7. Por entender, em suma, que o período de cessão de rendimentos do Recorrente insolvente só se iniciaria com o despacho de encerramento do processo, não fora a entrada em vigor do n.º 6 do artigo 6.º do Decreto-Lei n.º 79/2017, de 30 de junho, por força do qual, quanto muito, aquele período deve ter-se então por iniciado em 01.07.2017.

Com efeito,

8. Ainda inconformado com o teor decisório do Tribunal da Relação de Lisboa, e porque é manifesta e inequívoca a inconstitucionalidade das normas e da interpretação e aplicação que se lhes atribuiu, o Recorrente interpôs recurso de revista daquele acórdão, ao abrigo do artigo 14.º do CIRE, para este Supremo Tribunal de Justiça, com efeito devolutivo e subida em separado.

9. Uma vez mais, e sempre, com o fundamento na inconstitucionalidade material dos artigos 230.º, n.º 1, al. e) e 239.º, n.º 2 do CIRE, quando interpretados e aplicados no sentido de a cessão de rendimento disponível durante 5 anos só se iniciar efetivamente depois de liquidado e rateado entre os credores o património do devedor e de expressamente encerrado o processo de insolvência, por violação dos princípios da dignidade da pessoa humana, da igualdade e, sobretudo, da proporcionalidade, previstos nos artigos 1.º, 13.º e 18.º da CRP, bem como dos direitos fundamentais à propriedade privada, à liberdade económica, à pensão de velhice e ao desenvolvimento da sua personalidade, consagrados nos artigos 62.º, 61.º, 63.º e 26.º da CRP, aqui intimamente ligados com a dignidade da pessoa humana,

10. E, bem ainda, na inconstitucionalidade material do n.º 6 do artigo 6.º do Decreto-Lei 7912017, de 30 de junho, por violação dos princípios da dignidade da pessoa humana, da igualdade, da proporcionalidade e da confiança, previstos nos artigos 1.º, 2.º, 13.º e 18.º da CRP, bem como dos direitos fundamentais à propriedade privada, à liberdade económica, à pensão de velhice e ao desenvolvimento da sua personalidade, consagrados nos artigos 62.º, 61.º, 63.º e 26.º da CRP, aqui intimamente ligados com a dignidade da pessoa humana.

Trabalho a realizar –
a: Responda a estas perguntas com base no excerto:
(i) De que tribunal era o acórdão contra o qual o Recorrente interpôs recurso de revista?
(ii) Ao abrigo de que artigo do CIRE foi interposto esse recurso?
(iii) Segundo o ponto 7, em que data deve ter-se por iniciado o período de cessão de rendimentos?
b: Transcreva de novo o trecho do excerto que começa em "7. Por entender, em" e segue até "iniciado em 01.07.2017.".
Os registos não têm qualquer relação com o excerto.

Dados em análise –
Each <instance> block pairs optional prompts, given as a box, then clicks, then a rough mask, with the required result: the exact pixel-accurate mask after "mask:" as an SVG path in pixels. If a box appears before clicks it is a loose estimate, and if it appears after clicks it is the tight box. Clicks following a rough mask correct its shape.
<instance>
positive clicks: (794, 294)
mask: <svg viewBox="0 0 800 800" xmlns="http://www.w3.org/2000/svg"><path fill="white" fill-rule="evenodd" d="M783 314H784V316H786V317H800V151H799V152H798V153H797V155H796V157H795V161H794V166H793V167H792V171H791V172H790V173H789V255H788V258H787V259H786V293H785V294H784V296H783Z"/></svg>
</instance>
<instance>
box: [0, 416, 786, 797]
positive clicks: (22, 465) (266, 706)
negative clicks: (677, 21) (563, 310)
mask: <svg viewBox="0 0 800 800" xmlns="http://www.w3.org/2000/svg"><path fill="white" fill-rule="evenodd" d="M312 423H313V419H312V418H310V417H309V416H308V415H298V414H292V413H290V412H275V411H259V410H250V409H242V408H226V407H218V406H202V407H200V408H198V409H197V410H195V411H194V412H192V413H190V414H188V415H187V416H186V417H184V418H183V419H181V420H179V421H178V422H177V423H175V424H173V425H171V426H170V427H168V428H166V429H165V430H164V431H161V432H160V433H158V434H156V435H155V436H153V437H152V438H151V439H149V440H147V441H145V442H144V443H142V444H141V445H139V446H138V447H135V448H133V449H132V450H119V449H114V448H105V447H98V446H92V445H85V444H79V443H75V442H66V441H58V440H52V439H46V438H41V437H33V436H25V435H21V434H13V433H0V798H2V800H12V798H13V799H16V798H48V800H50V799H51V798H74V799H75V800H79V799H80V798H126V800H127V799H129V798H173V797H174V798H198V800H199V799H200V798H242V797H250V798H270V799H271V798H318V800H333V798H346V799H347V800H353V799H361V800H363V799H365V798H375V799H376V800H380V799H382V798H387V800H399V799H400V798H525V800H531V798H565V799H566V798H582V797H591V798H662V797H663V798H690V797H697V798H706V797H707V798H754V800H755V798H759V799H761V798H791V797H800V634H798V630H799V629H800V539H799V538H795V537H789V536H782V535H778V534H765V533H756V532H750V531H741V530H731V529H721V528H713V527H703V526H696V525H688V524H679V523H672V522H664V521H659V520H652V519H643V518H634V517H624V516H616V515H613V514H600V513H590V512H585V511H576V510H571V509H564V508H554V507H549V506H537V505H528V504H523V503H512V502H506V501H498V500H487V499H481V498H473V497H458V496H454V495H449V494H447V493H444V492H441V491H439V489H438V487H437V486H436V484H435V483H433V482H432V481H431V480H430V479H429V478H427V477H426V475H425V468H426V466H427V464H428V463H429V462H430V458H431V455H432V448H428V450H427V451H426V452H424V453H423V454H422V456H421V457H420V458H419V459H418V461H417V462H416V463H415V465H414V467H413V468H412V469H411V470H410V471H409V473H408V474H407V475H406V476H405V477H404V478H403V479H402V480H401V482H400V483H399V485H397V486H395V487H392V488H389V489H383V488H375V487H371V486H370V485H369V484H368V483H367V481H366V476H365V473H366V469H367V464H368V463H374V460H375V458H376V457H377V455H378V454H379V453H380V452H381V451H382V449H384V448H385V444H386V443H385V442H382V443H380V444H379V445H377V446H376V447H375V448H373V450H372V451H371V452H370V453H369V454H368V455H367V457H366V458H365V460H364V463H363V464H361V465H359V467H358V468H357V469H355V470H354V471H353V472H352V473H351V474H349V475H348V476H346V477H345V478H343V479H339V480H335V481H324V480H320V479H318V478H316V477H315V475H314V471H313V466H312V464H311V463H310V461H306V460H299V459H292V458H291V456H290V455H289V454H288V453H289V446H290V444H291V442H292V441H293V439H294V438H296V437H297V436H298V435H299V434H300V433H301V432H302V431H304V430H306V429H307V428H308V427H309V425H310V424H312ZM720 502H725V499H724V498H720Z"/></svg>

==

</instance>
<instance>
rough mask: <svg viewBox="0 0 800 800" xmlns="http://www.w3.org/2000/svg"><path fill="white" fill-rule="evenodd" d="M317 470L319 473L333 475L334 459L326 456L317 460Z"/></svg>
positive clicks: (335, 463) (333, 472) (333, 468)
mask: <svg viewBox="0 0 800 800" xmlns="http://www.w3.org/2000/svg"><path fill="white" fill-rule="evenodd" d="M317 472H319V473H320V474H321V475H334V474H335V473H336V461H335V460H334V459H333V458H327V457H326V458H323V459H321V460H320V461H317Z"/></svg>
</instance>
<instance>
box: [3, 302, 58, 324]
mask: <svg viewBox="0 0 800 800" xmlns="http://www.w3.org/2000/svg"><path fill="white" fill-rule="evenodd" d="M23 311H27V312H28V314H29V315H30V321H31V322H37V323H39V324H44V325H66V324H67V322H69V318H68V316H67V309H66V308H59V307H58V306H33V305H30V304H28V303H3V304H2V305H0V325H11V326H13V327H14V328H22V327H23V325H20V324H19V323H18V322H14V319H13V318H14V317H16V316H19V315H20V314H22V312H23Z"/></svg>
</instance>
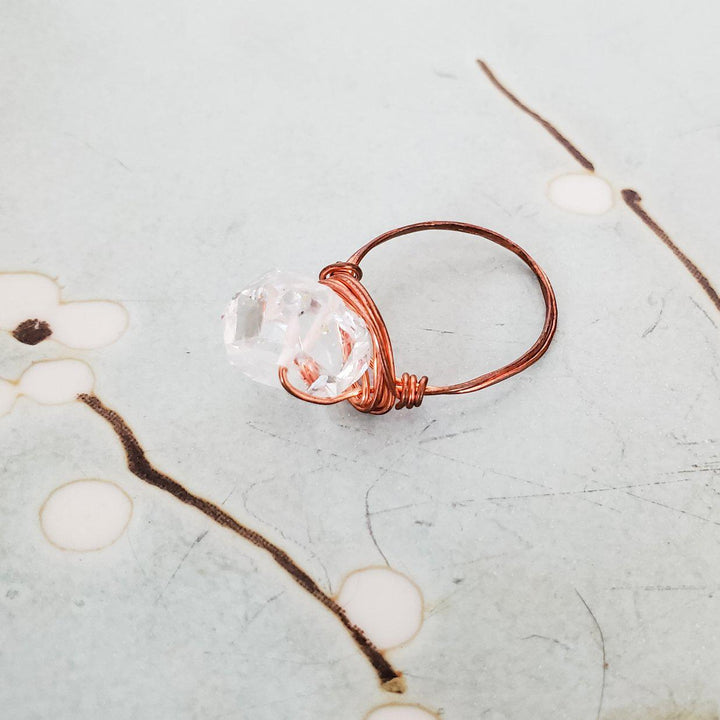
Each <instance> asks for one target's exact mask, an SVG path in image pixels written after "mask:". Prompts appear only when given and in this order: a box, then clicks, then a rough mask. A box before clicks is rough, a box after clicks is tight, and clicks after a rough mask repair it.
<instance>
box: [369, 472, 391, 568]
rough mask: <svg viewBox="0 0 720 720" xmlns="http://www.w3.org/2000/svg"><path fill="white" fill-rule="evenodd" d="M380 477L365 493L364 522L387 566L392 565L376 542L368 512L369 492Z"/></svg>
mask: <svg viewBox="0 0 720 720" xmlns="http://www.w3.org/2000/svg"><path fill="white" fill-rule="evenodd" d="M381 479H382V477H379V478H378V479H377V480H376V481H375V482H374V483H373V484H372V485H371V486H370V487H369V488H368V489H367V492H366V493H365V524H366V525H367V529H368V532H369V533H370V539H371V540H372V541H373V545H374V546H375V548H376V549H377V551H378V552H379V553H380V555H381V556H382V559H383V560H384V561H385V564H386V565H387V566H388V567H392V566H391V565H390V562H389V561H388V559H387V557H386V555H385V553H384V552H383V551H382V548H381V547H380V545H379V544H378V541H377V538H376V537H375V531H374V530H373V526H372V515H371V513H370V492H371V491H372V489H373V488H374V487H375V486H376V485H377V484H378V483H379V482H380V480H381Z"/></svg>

Lista de soluções –
a:
(i) Do Tribunal da Relação de Lisboa.
(ii) Do artigo 14.º do CIRE.
(iii) Em 01.07.2017.

b:
7. Por entender, em suma, que o período de cessão de rendimentos do Recorrente insolvente só se iniciaria com o despacho de encerramento do processo, não fora a entrada em vigor do n.º 6 do artigo 6.º do Decreto-Lei n.º 79/2017, de 30 de junho, por força do qual, quanto muito, aquele período deve ter-se então por iniciado em 01.07.2017.